- Direction
Reproduce the lines of the records word for word, starting at the line that contains "TARGET = brown knit sweater" and ending at the line that contains "column 527, row 415", with both of those lines included. Give only those lines.

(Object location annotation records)
>> Begin
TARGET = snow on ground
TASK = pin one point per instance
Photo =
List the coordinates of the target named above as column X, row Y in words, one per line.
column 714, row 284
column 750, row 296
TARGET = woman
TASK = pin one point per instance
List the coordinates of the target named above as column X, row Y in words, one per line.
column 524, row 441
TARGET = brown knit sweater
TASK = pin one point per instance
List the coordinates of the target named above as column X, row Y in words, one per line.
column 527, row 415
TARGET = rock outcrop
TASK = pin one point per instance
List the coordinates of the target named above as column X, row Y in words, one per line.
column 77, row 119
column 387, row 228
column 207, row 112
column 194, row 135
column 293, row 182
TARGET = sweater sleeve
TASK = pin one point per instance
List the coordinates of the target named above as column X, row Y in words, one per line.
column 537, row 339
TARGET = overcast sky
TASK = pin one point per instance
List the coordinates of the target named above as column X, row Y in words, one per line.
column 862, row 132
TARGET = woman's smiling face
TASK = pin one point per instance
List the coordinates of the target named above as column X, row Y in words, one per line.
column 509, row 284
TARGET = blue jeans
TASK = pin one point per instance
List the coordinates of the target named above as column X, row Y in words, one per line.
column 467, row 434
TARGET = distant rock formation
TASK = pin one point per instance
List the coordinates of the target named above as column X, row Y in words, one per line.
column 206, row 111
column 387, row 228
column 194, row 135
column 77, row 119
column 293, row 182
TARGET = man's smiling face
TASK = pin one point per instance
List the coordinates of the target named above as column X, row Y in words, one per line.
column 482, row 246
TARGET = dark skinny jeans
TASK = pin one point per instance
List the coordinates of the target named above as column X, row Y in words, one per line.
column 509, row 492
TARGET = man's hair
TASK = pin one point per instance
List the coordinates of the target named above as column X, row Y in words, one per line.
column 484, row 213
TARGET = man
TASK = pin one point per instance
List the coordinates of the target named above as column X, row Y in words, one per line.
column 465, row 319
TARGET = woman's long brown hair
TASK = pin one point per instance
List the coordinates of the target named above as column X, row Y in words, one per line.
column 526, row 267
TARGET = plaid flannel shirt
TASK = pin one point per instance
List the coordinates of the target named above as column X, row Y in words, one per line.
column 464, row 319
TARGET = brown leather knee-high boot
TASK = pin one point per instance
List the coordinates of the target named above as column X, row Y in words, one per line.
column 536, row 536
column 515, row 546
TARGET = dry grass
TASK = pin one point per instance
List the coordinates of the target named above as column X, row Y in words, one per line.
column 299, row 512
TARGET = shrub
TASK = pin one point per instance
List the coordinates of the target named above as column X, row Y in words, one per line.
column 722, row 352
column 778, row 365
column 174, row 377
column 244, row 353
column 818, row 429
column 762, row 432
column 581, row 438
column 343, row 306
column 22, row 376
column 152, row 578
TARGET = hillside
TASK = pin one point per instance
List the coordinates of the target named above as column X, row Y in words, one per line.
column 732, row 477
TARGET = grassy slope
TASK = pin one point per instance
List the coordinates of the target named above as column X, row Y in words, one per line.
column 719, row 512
>> End
- The output
TARGET = brown knit sweater
TASK = pin one point per instance
List the coordinates of the target named above as column X, row Y in words, one per line.
column 527, row 415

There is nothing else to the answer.